What needs to be done: Write out every entry again exactly as it stands.
━━━━━ Source material
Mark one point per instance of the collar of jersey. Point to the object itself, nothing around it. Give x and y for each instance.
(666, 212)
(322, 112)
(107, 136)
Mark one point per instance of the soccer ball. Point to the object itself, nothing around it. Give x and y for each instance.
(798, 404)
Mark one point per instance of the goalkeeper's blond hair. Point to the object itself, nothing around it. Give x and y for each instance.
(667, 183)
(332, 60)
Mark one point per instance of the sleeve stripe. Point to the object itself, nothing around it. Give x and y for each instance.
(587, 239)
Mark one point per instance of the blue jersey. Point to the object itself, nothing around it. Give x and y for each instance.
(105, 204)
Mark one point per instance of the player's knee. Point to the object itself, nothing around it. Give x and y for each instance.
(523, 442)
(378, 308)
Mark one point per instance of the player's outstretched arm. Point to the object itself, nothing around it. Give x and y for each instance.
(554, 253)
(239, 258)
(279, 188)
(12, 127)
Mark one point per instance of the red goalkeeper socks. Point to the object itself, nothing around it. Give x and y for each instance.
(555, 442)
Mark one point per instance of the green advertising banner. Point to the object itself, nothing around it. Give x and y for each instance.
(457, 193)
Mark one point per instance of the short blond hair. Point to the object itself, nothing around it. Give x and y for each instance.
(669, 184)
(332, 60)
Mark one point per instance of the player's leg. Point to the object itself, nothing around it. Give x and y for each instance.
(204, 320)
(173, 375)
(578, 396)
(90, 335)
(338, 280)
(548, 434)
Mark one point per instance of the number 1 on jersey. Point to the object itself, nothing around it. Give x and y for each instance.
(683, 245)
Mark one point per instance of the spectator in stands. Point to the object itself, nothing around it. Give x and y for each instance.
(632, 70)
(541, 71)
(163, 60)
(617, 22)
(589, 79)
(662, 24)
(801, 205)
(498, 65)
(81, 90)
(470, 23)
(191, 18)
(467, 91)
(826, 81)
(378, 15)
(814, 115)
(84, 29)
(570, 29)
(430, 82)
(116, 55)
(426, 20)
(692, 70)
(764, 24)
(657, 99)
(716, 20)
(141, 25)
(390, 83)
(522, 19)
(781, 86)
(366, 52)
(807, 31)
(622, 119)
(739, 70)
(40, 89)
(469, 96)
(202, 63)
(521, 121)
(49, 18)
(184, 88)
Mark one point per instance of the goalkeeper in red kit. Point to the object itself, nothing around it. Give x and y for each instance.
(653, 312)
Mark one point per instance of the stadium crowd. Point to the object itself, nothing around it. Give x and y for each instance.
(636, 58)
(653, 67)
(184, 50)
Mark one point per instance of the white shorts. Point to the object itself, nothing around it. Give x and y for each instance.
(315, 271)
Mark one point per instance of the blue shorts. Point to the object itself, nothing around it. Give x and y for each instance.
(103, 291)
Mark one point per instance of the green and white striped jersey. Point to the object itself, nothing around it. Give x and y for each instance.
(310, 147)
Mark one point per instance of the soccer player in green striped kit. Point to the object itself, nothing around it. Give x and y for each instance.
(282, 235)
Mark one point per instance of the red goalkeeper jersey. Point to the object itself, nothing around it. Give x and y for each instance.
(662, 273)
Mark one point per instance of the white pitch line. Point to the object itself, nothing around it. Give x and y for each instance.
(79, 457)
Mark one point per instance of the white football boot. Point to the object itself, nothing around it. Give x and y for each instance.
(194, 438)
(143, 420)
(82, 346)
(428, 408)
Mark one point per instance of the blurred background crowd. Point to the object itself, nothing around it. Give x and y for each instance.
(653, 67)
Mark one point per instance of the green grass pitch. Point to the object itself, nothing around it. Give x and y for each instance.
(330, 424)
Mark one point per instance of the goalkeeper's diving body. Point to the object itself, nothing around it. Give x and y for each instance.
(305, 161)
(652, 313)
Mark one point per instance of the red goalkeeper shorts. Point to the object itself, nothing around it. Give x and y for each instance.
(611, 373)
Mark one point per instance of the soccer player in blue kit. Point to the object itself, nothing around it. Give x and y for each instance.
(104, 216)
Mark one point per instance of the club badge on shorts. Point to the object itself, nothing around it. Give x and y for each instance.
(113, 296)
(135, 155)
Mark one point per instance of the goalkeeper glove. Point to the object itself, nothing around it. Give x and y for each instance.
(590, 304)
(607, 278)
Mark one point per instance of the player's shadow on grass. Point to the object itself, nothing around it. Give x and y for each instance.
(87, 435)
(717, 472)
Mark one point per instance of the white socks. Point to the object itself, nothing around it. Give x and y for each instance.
━━━━━━━━━━
Exercise answer:
Mark one point per instance of the collar of jersey. Point to the object itself, nothing around it. Give x and y for each instance.
(666, 212)
(322, 112)
(107, 136)
Mark one point per instance of the soccer ball. Point to the object itself, nothing around it. Give x and y for each instance.
(798, 404)
Mark one point per instance of the goalkeeper's blond hair. Point to the object itself, nothing around it. Give x and y for each instance.
(667, 183)
(332, 60)
Mark one point per instance of the sleeve stripe. Point to the object itself, nothing around it. Give x and y for each instance.
(587, 239)
Mark one point per instance of the blue jersey. Point to the object itself, nothing around it. Give x and y for each instance.
(105, 204)
Mark one point per instance of the player's knee. Point to the object itself, nothing around it. Give x and y for each instance.
(523, 442)
(378, 308)
Mark one point per instance of the player's outstretched arm. Point to the object itself, nothing around it. Give x and y for each instance.
(554, 253)
(239, 258)
(279, 188)
(12, 127)
Mark one point per instance of the red goalkeeper socks. Point to the object itself, nothing around it. Give x and y for each instance.
(555, 442)
Mark one point per instance of the green advertising banner. Point to the object itself, nothing around it. Give x and y for each instance.
(457, 193)
Mark one point per instance of the short blond hair. Point to the object itself, nothing around it. Give x and y for each instance.
(669, 184)
(332, 60)
Mark one point per instance of the player's leg. Point to the object itself, nothing around it. Give x and y for each instance.
(204, 320)
(173, 375)
(578, 396)
(90, 335)
(338, 280)
(548, 434)
Mark one point per instance of the number 1 on jersey. Point to the object itself, nothing around it. Give x and y for each instance.
(683, 245)
Mark one point per instance of the spectator in stands. Point to the object itself, nothing around it. Give x and y for each instance.
(632, 70)
(541, 71)
(163, 60)
(617, 22)
(589, 79)
(662, 24)
(801, 205)
(498, 65)
(81, 90)
(470, 23)
(191, 18)
(467, 91)
(826, 81)
(378, 15)
(814, 115)
(84, 29)
(570, 29)
(430, 82)
(116, 55)
(426, 20)
(692, 70)
(764, 24)
(657, 99)
(716, 20)
(141, 25)
(390, 83)
(522, 19)
(781, 86)
(366, 52)
(807, 31)
(622, 119)
(739, 70)
(40, 89)
(469, 96)
(202, 63)
(521, 121)
(49, 18)
(184, 88)
Mark one point per instance of the goalkeeper in red kit. Point to the object itself, nothing around it. Give x and y for each instance.
(653, 312)
Mark one point per instance of the stadium crowd. Point to the object itself, nothing around it. Give x and y for each instance.
(636, 58)
(653, 67)
(184, 50)
Mark one point per instance of the white shorts. Point to the object itself, nothing around it. Give x and y for each instance.
(315, 271)
Mark one point per instance of the blue shorts. Point to the object itself, nothing around it. Give x and y for each instance.
(103, 291)
Mark one point per instance of the green and white striped jersey. Point to the object itself, nothing around it. Give x and y for each instance.
(310, 147)
Mark one point per instance of the soccer player in green striped kit. Point to the object itself, nothing around it. Give x and y for each instance.
(282, 235)
Mark one point per instance of the red goalkeeper jersey. Point to the object itself, nothing around it. Give x and y for each instance.
(662, 273)
Mark one point per instance of the white pitch line. Point to the object itself, nothing around it. Give x and y for each instance.
(79, 457)
Mark one point per instance of the white football boot. Point to the object itself, nothing around it. Give x and y for each instance.
(194, 438)
(143, 420)
(82, 346)
(428, 408)
Mark one point per instance of the blurred background crowd. Point to the object itself, nothing around it. Give x and y for each instance.
(653, 67)
Mark one point per instance of the green grass pitch. Point to the object itself, nothing around it. Give x and y for each instance.
(330, 424)
Mark one point per instance of the goalkeeper's diving body. Point to the object itself, nothing around it. Give x and y for each instance.
(305, 161)
(652, 313)
Mark one point per instance of the red goalkeeper shorts. Point to the object itself, nothing around it. Give x and y for each instance.
(611, 373)
Mark one point per instance of the soccer player in blue kit. Point to the object itself, nothing around it. Give x and y for each instance.
(104, 216)
Mark one point per instance of the club badge on shorts. Point to the object itself, nothing around it. Give x and y for each instance.
(113, 296)
(135, 155)
Mark one point per instance of the goalkeeper glove. Point to the object itself, nothing around it. Give x and y for each instance.
(590, 304)
(607, 278)
Mark one point per instance of the player's shadow on grass. Point to the object itself, nothing around it. Give x and y for each instance.
(87, 435)
(717, 472)
Mark one point per instance of the white socks. Point to the object itself, nothing around it. Give x and y for each instance.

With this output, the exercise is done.